- PROBLEM REQUIREMENTS: Locate each line of the records that contains the string "reflection" and copy it out in full. The match is case-sensitive.

- SUPPLIED ENTRIES:
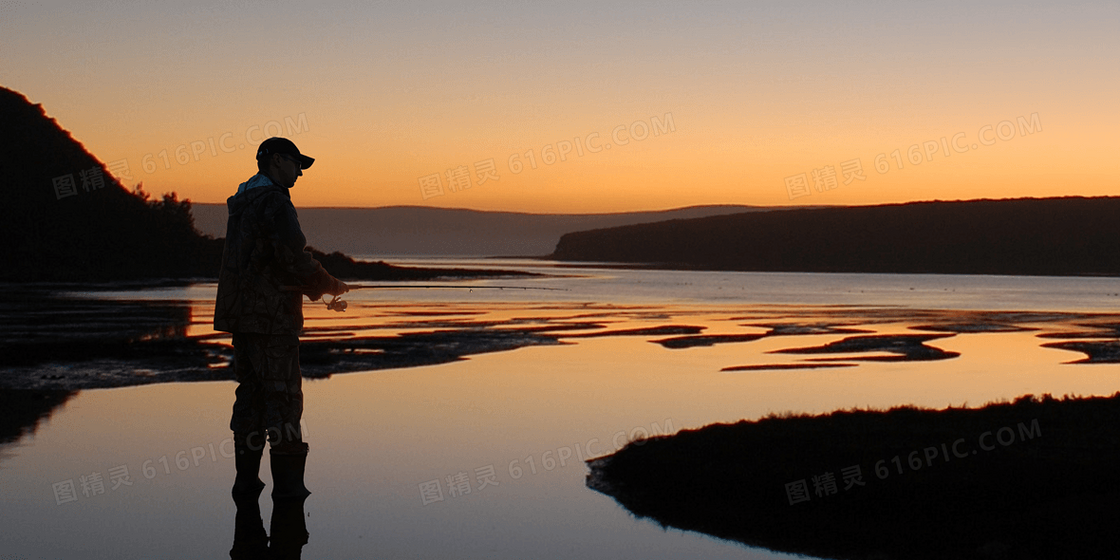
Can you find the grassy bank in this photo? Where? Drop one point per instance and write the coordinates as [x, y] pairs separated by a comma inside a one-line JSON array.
[[1034, 478]]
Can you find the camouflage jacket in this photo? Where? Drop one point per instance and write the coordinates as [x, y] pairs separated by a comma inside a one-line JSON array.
[[266, 268]]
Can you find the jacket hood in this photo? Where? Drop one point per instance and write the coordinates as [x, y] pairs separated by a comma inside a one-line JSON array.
[[249, 192]]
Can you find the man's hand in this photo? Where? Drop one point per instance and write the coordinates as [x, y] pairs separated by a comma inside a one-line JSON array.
[[337, 287]]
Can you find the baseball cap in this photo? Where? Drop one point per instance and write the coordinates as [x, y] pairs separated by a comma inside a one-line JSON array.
[[277, 145]]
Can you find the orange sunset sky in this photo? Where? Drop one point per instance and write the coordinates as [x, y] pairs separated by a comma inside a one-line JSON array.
[[653, 104]]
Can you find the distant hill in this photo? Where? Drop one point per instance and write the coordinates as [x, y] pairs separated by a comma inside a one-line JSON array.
[[1046, 236], [423, 231], [65, 218]]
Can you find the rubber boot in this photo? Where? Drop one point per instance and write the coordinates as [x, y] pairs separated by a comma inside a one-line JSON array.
[[288, 463], [248, 460], [289, 530]]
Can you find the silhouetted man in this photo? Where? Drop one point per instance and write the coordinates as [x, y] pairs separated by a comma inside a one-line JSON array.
[[266, 271]]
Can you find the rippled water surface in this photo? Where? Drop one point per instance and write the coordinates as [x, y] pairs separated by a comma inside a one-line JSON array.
[[483, 457]]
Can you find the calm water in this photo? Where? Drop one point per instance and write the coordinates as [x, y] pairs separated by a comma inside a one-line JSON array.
[[528, 416]]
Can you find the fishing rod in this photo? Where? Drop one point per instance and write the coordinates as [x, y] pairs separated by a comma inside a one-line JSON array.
[[336, 304]]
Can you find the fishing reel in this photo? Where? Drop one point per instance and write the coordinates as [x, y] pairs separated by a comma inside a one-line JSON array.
[[336, 304]]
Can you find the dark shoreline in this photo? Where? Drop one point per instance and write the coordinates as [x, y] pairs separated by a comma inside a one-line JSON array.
[[1034, 478]]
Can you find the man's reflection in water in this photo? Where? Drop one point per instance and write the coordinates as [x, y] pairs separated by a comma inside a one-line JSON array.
[[289, 530]]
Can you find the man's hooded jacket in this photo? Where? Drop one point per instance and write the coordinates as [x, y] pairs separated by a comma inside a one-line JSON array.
[[266, 268]]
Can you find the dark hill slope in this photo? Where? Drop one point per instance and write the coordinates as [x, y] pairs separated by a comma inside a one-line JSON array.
[[1050, 236], [80, 232]]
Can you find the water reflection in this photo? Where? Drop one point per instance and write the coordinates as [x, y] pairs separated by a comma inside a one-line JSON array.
[[288, 528], [25, 409]]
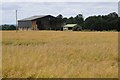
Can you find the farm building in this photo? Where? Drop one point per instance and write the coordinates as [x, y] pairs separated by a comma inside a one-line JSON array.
[[46, 22], [73, 27], [69, 26]]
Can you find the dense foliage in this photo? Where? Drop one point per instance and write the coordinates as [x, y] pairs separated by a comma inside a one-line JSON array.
[[97, 23]]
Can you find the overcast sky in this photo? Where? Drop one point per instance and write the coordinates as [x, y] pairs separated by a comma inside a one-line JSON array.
[[67, 9]]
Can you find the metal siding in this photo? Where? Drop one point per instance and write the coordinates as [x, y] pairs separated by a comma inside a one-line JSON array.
[[25, 24]]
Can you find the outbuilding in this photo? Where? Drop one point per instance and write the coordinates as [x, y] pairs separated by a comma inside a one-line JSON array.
[[42, 22]]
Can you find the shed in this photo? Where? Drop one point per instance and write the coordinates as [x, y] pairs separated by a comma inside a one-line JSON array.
[[69, 26], [41, 22]]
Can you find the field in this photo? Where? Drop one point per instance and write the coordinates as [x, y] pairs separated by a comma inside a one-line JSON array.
[[54, 54]]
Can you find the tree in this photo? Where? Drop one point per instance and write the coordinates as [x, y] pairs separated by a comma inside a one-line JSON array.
[[79, 19]]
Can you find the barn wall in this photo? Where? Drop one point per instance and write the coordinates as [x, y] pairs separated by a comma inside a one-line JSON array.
[[24, 24]]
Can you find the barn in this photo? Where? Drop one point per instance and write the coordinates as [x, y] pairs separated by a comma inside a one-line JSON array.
[[42, 22]]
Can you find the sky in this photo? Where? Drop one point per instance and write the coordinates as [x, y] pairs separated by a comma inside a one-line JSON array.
[[67, 9]]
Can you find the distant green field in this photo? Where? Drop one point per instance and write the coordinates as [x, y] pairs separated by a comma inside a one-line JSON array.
[[55, 54]]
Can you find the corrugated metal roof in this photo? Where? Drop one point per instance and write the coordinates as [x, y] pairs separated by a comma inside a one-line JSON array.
[[70, 25], [33, 17]]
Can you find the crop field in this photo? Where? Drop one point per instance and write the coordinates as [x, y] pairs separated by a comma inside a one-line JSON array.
[[59, 54]]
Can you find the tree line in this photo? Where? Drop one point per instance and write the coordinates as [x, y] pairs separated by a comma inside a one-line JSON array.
[[92, 23]]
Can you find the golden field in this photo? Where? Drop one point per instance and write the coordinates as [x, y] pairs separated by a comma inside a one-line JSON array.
[[59, 54]]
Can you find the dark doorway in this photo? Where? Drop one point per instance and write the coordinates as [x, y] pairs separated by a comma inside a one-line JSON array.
[[40, 25]]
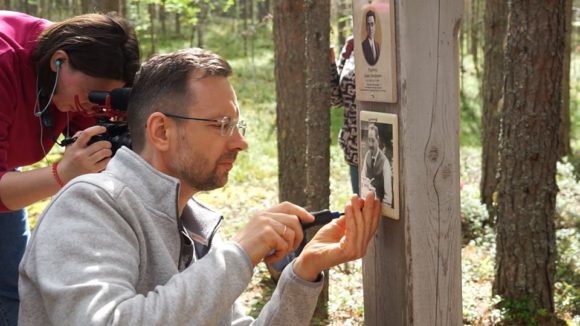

- RESULT BELOW:
Can you find the man's reflection in water in this photo? Where? Drop one point per instance and write the coordinates as [x, y] pairs separated by a comma inside a one-line JSON array.
Can you find the water reflection in this photo? Where? Drop one point per instance and write the coordinates as [x, y] pairs separated by a comma inside a one-line JSON array.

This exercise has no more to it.